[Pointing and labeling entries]
•••••
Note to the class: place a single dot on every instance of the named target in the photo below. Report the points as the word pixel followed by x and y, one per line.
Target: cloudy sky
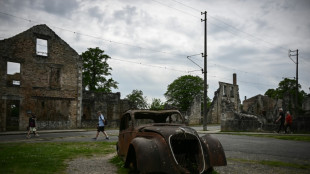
pixel 149 40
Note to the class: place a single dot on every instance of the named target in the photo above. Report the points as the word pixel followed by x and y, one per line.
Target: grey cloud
pixel 126 14
pixel 60 7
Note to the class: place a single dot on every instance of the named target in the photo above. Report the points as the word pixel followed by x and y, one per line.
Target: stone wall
pixel 194 116
pixel 226 93
pixel 233 121
pixel 50 82
pixel 263 106
pixel 109 104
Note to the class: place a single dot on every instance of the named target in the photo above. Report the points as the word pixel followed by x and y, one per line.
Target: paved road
pixel 257 148
pixel 235 146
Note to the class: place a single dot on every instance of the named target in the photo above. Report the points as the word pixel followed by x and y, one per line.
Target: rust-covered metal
pixel 159 142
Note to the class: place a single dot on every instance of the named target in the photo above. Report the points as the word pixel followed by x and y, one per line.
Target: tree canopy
pixel 95 71
pixel 181 92
pixel 157 104
pixel 137 100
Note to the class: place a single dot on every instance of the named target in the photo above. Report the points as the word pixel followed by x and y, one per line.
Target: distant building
pixel 41 73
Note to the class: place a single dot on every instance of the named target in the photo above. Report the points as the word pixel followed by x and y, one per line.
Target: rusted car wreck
pixel 160 142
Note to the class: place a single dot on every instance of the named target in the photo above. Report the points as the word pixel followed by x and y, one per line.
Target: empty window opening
pixel 42 47
pixel 55 78
pixel 232 92
pixel 224 90
pixel 13 74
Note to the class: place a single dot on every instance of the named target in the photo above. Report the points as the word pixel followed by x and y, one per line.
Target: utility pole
pixel 296 95
pixel 205 86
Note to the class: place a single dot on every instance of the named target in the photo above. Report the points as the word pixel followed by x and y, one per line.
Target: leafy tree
pixel 157 104
pixel 181 92
pixel 137 100
pixel 95 71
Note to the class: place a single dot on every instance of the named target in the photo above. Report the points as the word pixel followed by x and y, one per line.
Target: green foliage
pixel 95 70
pixel 182 91
pixel 46 157
pixel 116 160
pixel 137 100
pixel 157 104
pixel 287 87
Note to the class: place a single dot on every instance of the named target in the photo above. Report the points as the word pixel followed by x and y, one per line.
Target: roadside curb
pixel 41 131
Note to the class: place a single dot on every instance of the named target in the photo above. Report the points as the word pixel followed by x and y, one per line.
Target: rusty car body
pixel 160 142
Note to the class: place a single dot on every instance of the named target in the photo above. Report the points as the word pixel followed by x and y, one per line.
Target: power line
•••••
Convert all of the records above into a numbered list with one line per item. Drop any blank lines and omit the pictures.

1. Note to the class: place a single dot on every instance of the named target in the photo below. Report the points as the word pixel followed by x and y, one per line.
2. Target: cloudy sky
3. pixel 149 40
4. Note to the class: place a single dot on every instance of the named target in the photo above. Report the points as the word pixel followed by x and y, one per line.
5. Target: grey cloud
6. pixel 126 14
7. pixel 60 7
8. Note to the class: place a single dot on every instance of the named target in the photo above. Report the points as the word pixel followed by x and y, one per line.
9. Target: stone wall
10. pixel 194 116
11. pixel 226 93
12. pixel 233 121
13. pixel 50 82
14. pixel 263 106
15. pixel 109 104
16. Note to the class: place a single dot on every instance of the named target in the photo above. Report the points as the word pixel followed by x and y, one per line.
17. Target: paved road
18. pixel 257 148
19. pixel 235 146
20. Note to the class: place a single dot on every instance of the named target in the photo above. Report the points as the word pixel followed by x and y, one per line.
21. Target: rust-covered metal
22. pixel 159 142
23. Note to the class: place a single dot on every instance of the named target in the photo above. Report the points as the word pixel followed by x and y, one per line.
24. Target: tree canopy
25. pixel 95 71
26. pixel 181 92
27. pixel 157 104
28. pixel 137 100
29. Note to the class: place a single dot on every instance of the named target in the photo above. Report the points as the word pixel followed by x and y, one per line.
30. Target: distant building
31. pixel 41 73
32. Note to the class: place a single dot on every instance of the named target in the photo above. Report the points as the word pixel followed by x and y, one per line.
33. Target: rusted car wreck
34. pixel 160 142
35. Note to the class: place a single dot on every instance of the named target in the photo above. Report the points as the word pixel followed by x and y, one per line.
36. Target: empty window opening
37. pixel 42 47
38. pixel 55 78
39. pixel 232 92
40. pixel 224 90
41. pixel 13 74
42. Note to the class: place a single dot on every instance of the named target in the photo above. Report the points as the word pixel followed by x and y, one per line.
43. Target: utility pole
44. pixel 296 95
45. pixel 205 86
46. Note to the class: place a single dot on every instance of the named target in the photo above. Report the points as the word pixel followed by x and y, one per line.
47. Target: leafy tree
48. pixel 157 104
49. pixel 181 92
50. pixel 137 100
51. pixel 95 71
52. Note to the class: place a single dot on every instance of the named target in the photo above. Report the points as the word pixel followed by x and y, one per line.
53. Target: green foliage
54. pixel 95 70
55. pixel 182 91
56. pixel 46 157
57. pixel 116 160
58. pixel 137 100
59. pixel 157 104
60. pixel 287 87
61. Note to the class: place a single dot on every instance of the named target in the photo above. Report the points as the word pixel followed by x and y, one per line.
62. Target: roadside curb
63. pixel 41 131
64. Note to the class: place a single dot on every instance of the named target in the photo above. Report the points as the word pixel followed by x and y, one per line.
65. Target: rusty car body
66. pixel 160 142
67. Note to the class: place a single dot on every instance of the named target in the photo above. Report the points as the word pixel followed by x and y, one per line.
68. Target: power line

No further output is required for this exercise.